Stated task: In the passage on Nora from A Doll's House, transcribe word for word the part that opens with the words containing "There is an" and closes with "not know it.".

Start of Passage to read

Rather than perpetuating this social construct, Ibsen moved away from style and focused on depth, content, and character analysis. He wants us to view Nora's main problem as universal: people who have not found themselves vicariously give up their lives for others whom they deem more important. The result is not always positive; sacrifices often go unnoticed and, in the end, that empty, lonely individual will have to realize that life is best lived alone. This is exactly the problem that Nora encountered in her life. Having been, like she says in Act III, "her father's doll", she was devoid of the individuality and character that one builds when exposed to the world outside. The extreme care and protection forbade Nora from making her own choices, and figuring out who she was. She adopted a character, as a result: she became her family's main source of entertainment, beauty, and excitement. All was a mask which she felt was real.

There is an inkling, though. She shows us twice in the play that she is willing to make sacrifices and keep quiet about them, rather than absorb herself in glory. She not only tried to save her father when he was ill, but also Torvald when he was ill as well. The deal that she makes with Krogstad took determination, risk, understanding and willingness to pay back. Nora is a strong woman. She just does not know it.

End of Passage to read
Start of Information supplied

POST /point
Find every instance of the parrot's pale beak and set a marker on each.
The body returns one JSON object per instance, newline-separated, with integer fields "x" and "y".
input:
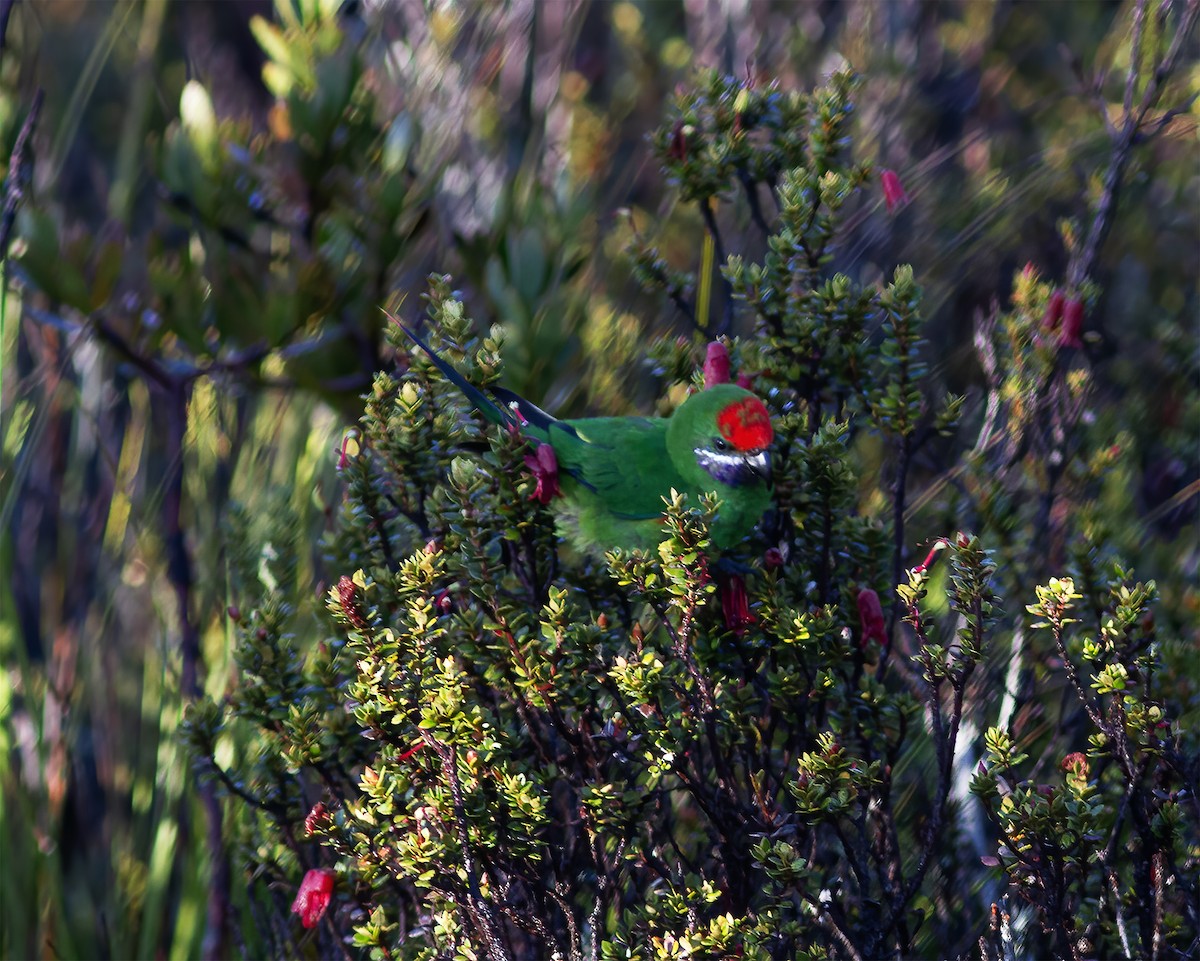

End of Information supplied

Exercise answer:
There is an inkling, though. She shows us twice in the play that she is willing to make sacrifices and keep quiet about them, rather than absorb herself in glory. She not only tried to save her father when he was ill, but also Torvald when he was ill as well. The deal that she makes with Krogstad took determination, risk, understanding and willingness to pay back. Nora is a strong woman. She just does not know it.